[Stored records]
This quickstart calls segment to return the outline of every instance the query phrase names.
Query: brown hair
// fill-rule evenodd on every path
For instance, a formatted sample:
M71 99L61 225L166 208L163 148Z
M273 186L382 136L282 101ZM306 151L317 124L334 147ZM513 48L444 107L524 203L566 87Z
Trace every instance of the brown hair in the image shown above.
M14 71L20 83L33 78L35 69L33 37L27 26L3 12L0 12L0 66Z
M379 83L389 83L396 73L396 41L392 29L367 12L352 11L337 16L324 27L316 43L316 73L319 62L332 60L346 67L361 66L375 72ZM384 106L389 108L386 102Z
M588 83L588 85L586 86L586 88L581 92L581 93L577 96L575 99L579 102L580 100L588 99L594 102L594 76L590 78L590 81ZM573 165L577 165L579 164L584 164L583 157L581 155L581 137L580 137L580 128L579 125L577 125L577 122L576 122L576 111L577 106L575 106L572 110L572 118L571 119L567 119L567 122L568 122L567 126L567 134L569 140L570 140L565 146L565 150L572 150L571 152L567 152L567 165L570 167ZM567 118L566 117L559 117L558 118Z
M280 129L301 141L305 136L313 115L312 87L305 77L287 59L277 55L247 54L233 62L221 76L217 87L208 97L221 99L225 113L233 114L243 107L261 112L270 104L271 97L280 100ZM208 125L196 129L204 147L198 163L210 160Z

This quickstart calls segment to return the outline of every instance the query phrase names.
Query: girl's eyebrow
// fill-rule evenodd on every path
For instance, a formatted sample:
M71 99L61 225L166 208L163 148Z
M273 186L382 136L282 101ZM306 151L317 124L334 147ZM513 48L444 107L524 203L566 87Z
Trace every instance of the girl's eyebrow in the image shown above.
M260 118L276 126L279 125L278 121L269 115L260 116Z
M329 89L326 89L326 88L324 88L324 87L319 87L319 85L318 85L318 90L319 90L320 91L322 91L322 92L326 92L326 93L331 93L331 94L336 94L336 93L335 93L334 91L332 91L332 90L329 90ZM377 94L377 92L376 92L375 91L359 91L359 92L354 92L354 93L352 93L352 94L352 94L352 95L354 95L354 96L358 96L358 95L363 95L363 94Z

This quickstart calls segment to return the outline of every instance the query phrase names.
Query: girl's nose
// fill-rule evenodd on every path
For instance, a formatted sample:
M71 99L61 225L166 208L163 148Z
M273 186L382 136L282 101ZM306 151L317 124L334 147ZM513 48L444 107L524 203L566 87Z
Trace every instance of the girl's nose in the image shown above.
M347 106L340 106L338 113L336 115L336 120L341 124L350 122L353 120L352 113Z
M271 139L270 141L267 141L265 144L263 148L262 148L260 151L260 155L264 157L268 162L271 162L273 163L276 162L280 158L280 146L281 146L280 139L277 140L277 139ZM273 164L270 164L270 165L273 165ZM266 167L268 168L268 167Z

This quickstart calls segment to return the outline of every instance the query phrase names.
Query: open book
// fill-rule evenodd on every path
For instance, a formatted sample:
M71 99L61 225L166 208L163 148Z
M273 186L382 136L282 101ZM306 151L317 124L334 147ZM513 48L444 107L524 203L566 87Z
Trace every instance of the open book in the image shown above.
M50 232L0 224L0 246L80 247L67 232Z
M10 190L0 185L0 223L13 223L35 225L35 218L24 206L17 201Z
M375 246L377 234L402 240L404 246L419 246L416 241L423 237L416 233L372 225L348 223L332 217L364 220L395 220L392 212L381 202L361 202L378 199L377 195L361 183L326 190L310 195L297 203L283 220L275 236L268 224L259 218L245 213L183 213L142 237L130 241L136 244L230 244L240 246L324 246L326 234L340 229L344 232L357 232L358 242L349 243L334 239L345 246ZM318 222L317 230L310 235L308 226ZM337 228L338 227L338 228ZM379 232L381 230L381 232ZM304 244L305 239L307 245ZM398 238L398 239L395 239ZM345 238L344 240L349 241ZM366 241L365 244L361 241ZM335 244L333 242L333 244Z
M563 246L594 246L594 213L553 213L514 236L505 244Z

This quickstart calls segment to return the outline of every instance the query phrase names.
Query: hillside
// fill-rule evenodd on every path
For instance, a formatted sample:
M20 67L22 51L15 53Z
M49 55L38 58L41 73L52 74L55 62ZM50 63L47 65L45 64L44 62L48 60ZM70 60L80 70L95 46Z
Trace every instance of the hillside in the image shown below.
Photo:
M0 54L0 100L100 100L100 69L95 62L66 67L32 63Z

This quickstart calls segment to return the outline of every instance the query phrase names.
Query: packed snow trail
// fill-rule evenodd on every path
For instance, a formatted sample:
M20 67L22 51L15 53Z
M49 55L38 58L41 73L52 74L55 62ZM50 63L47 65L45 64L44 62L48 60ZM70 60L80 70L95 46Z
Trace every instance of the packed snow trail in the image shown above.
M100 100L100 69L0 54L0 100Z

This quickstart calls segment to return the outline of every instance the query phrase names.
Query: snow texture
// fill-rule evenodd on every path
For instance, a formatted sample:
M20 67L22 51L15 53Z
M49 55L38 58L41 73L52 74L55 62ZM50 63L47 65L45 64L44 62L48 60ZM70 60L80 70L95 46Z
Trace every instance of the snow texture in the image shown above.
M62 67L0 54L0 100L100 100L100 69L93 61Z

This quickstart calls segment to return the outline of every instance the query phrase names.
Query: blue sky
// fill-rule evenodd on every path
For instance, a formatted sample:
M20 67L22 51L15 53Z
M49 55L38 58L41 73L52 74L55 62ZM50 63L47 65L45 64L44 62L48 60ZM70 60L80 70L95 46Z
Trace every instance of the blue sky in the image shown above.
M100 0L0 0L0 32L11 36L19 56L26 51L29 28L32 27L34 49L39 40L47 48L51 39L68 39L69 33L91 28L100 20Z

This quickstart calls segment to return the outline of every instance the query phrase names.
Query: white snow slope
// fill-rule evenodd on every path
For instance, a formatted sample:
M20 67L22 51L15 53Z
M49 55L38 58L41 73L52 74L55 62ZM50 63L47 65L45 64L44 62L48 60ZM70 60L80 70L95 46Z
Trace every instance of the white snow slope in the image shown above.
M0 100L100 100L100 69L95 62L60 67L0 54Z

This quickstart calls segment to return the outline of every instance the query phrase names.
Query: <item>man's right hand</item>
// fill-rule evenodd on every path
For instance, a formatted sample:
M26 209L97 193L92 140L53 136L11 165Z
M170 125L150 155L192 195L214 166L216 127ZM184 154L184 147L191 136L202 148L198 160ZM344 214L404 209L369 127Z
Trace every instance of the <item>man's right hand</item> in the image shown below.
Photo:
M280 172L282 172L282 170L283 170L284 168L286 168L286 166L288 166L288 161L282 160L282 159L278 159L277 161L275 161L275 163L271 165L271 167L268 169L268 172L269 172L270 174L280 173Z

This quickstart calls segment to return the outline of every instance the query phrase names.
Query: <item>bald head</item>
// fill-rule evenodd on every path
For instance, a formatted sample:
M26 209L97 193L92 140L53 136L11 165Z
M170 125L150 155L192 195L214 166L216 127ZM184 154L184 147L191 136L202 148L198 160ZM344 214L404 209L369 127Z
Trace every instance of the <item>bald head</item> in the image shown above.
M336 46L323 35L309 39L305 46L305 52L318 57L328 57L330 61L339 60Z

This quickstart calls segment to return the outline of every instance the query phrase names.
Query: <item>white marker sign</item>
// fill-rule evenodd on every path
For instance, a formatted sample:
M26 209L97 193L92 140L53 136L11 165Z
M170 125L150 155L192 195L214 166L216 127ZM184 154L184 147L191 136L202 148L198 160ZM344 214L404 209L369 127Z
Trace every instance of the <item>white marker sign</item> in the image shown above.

[The task] Copy the data above word for word, starting with its first line and stopping after the line that contains "M14 71L20 83L33".

[Exercise response]
This quickstart calls segment to return the outline of every instance the query phrase names.
Query: brown hair
// fill-rule evenodd on every path
For instance, a formatted sample:
M71 99L61 225L166 208L163 148Z
M273 186L382 136L282 101ZM306 151L317 124L334 147ZM513 48L444 107L524 203L566 87Z
Trace every instance of the brown hair in the image shown above.
M14 71L20 83L33 78L35 69L33 37L27 26L3 12L0 12L0 66Z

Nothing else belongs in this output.